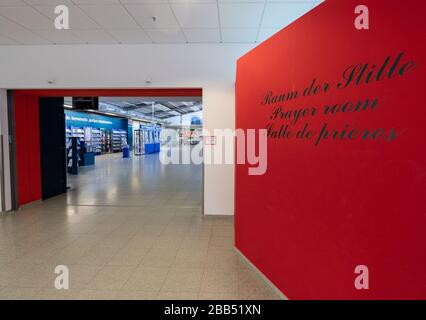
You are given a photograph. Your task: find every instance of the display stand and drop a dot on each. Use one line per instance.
(139, 144)
(73, 157)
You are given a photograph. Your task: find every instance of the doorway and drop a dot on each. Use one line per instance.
(40, 146)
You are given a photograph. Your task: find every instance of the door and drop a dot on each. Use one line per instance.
(52, 147)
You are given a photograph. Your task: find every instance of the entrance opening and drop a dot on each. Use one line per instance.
(108, 153)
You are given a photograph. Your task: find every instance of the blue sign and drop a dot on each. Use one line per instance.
(81, 119)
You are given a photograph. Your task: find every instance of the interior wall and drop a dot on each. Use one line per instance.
(209, 66)
(333, 210)
(27, 148)
(4, 130)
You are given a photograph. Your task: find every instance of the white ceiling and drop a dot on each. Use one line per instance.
(130, 21)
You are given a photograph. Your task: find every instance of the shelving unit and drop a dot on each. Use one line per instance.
(117, 144)
(95, 141)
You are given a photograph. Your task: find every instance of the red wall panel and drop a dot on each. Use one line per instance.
(320, 210)
(27, 148)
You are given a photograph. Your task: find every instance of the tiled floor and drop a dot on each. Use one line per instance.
(128, 229)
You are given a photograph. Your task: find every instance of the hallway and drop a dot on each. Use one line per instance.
(127, 229)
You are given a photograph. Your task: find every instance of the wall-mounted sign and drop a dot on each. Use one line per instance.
(210, 140)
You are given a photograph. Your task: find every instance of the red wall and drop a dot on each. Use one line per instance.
(321, 210)
(27, 148)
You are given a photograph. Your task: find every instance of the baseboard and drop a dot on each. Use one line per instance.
(260, 275)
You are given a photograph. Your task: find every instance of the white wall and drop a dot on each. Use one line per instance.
(4, 131)
(210, 66)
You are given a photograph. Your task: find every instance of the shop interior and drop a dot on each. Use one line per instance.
(111, 143)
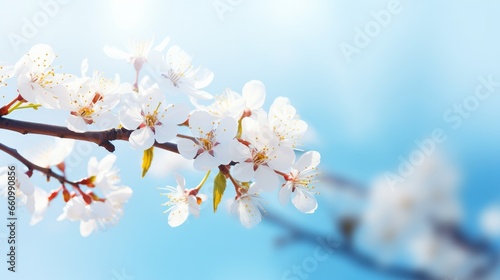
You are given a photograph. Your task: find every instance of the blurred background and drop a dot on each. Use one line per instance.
(372, 80)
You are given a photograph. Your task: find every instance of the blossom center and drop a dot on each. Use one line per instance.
(259, 158)
(207, 143)
(41, 78)
(151, 119)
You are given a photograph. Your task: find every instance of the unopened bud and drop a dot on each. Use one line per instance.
(86, 198)
(53, 195)
(61, 166)
(66, 195)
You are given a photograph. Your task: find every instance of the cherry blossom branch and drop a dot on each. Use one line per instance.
(347, 250)
(101, 138)
(31, 166)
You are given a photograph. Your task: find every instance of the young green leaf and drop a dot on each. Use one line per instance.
(219, 188)
(147, 158)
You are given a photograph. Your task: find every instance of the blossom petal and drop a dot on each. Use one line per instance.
(305, 202)
(281, 159)
(205, 162)
(201, 123)
(187, 148)
(194, 208)
(131, 118)
(76, 124)
(285, 194)
(142, 138)
(165, 132)
(308, 160)
(266, 179)
(226, 130)
(243, 171)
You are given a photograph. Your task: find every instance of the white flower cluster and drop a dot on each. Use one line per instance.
(252, 149)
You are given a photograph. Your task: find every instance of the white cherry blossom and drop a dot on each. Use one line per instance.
(98, 214)
(104, 176)
(33, 198)
(235, 105)
(213, 140)
(176, 73)
(137, 52)
(50, 153)
(182, 202)
(37, 81)
(285, 122)
(260, 156)
(228, 104)
(248, 207)
(152, 120)
(299, 182)
(254, 94)
(90, 101)
(6, 72)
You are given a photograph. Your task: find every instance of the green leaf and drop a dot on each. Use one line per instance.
(219, 188)
(147, 158)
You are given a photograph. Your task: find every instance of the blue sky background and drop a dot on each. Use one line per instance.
(364, 115)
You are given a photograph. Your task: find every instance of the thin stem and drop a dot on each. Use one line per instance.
(34, 106)
(6, 109)
(187, 137)
(204, 180)
(14, 107)
(237, 186)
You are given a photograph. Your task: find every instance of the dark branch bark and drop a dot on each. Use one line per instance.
(101, 138)
(348, 251)
(31, 166)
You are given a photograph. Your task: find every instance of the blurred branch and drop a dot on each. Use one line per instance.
(348, 251)
(31, 166)
(344, 184)
(101, 138)
(451, 232)
(478, 247)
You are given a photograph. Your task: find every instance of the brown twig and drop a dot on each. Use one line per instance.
(101, 138)
(31, 166)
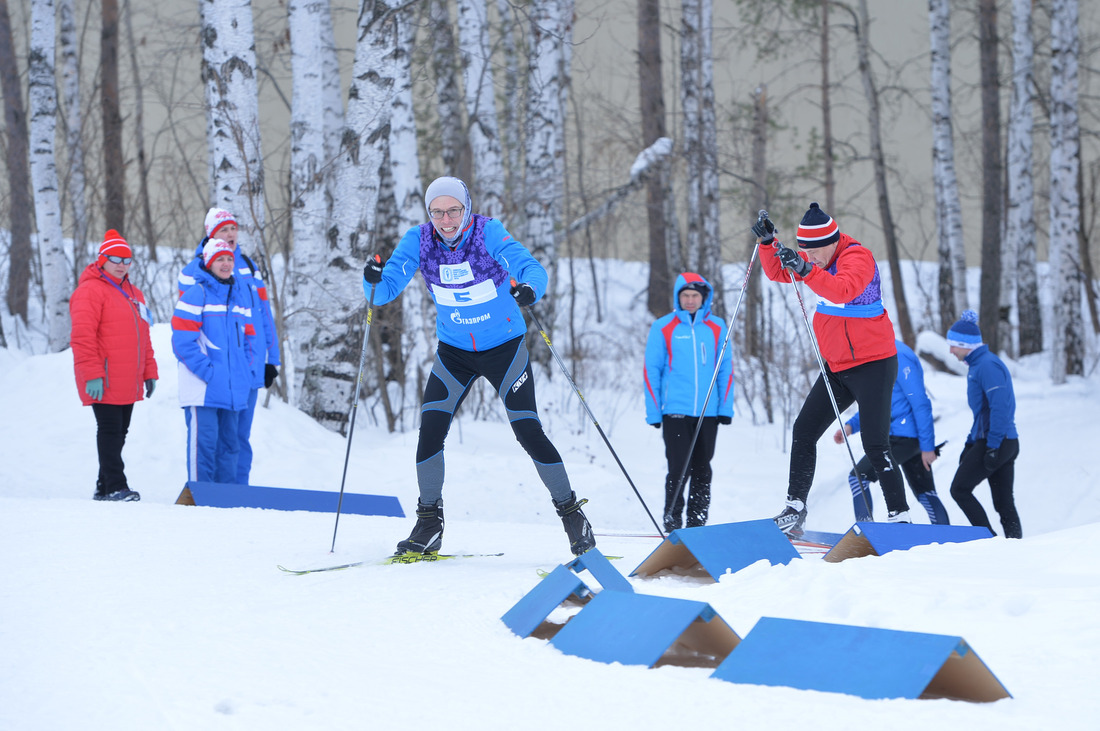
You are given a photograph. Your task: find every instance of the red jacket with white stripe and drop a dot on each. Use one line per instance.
---
- _Exercise prompt_
Rewrite all of the data above, replacing "photograph" with "image" and keeping everything else the same. Leave the pictures out.

- _Response to the task_
You are given a image. Your task: find every instance of the display stand and drop a dot on each. Use one line per instance.
(139, 144)
(73, 157)
You are given a image. Your task: find every instance of the doorway and drop a dot on each. Use one line per instance.
(40, 146)
You are given a image. Your task: find every instance of the door and drop a dot on each. Use one line per instance.
(52, 147)
You are given a image. Your task: find every instance of the entrance opening and drop a dot on each. Use one line per instance.
(108, 153)
You are given a image. Your task: find every instance of the blue sign and drop a dot on each. Use one line per instance.
(81, 119)
You are given a image. Your task: find every instance of the interior wall and drop a dot on each. Use one line per instance.
(209, 66)
(333, 210)
(27, 148)
(4, 130)
You are given a image. Your task: find every instance of the white ceiling and drop a dot on each. Use one line per instance.
(130, 21)
You are given a image. Your task: find every instance of the shelving unit and drop a dot on each. Use one line per instance.
(117, 144)
(95, 141)
You are given a image. Your task: find every instance of the red wall panel and drop a dot on each. Use one line per instance.
(320, 210)
(27, 148)
You are given a image. Your task: find every instance of the tiled floor and drop a dot on each. Use one line per instance.
(128, 229)
You are given a image. Your task: find every instance of the hallway and drop a dot on each. Use one line per instance.
(127, 229)
You are given a image. Your task: find every instance of the wall-mounted sign and drop a dot on each. Use one line per instance.
(210, 140)
You are given a image. Your task: find every instance of the red wall and drop a dot on each. Use one line per instance.
(321, 210)
(27, 148)
You are given a image. Your task: find every instance of the baseboard and drop a dot on each. Use one line per instance.
(260, 275)
You are given a image. Your task: find every instance of the white wall and drop a dot on each. Use one line per instance.
(4, 131)
(210, 66)
You are given a image. Your task: find every instance of the shop interior and drop a dot on each. Use one line per instance.
(111, 143)
You are given a image. Your task: find every instance of the blurred background and drop a dot on each. Use one line per instance.
(372, 80)
You are given a image. Your task: find every instance of the blossom center and drop a dot on each. Use one line per instance.
(259, 158)
(207, 143)
(41, 78)
(151, 119)
You are given a image. Your task: find every instance of the unopened bud and drop a dot on each. Use one line per instance.
(86, 198)
(53, 195)
(61, 166)
(66, 195)
You are given a image. Your task: find every instance of the cherry blossom branch and drop a dot on each. Use one line per instance.
(347, 250)
(101, 138)
(31, 166)
You are given a image. Your task: find every instance of the young green leaf and drop a dot on each. Use one line per instance.
(219, 188)
(147, 158)
You are given a image. Your task: find every instance of the blossom petal and drop a dot on each. Use one line per instance.
(305, 202)
(281, 159)
(205, 162)
(201, 123)
(187, 148)
(194, 208)
(131, 118)
(76, 124)
(285, 194)
(142, 138)
(165, 132)
(308, 160)
(266, 179)
(226, 130)
(243, 171)
You are given a image. Your task: find every instance of the white flower cluster and drop a dot on each. Use one line per instance.
(252, 149)
You are given a image. Your task: find every instance of the white cherry blossom and drop a dot on each. Use one line per instance.
(98, 214)
(104, 176)
(33, 198)
(235, 105)
(213, 140)
(176, 73)
(137, 52)
(50, 153)
(182, 202)
(37, 81)
(285, 122)
(260, 156)
(228, 104)
(248, 207)
(152, 120)
(299, 182)
(254, 94)
(90, 101)
(6, 72)
You are given a image. Your task: find every instance of the green leaf and drop a dot on each. Use one line per instance.
(219, 188)
(147, 158)
You are given a image. Your task: find every instance of the blue sky background and drop a dot on each. Use one line per instance.
(364, 115)
You are given a image. Your task: find every instance of the thin stem and drop a dot on each. Use one line per instance.
(34, 106)
(6, 109)
(187, 137)
(204, 180)
(14, 107)
(237, 186)
You are given a image. Your task: find every instance of the dark branch bark and drop a dot on each. Use one line per instance.
(101, 138)
(348, 251)
(31, 166)
You are given a image. Your task: find every instance of the blurred branch and drop a dot on each. Use one line per instance.
(348, 251)
(31, 166)
(344, 184)
(101, 138)
(451, 232)
(478, 247)
You are given a image. Your task: find every instance of the brown twig and drop a dot on each. Use one line per instance.
(101, 138)
(31, 166)
You are given a image. Your task: find every instance of the red jacket with white stripe and drop a dot on each. Use one line per instance.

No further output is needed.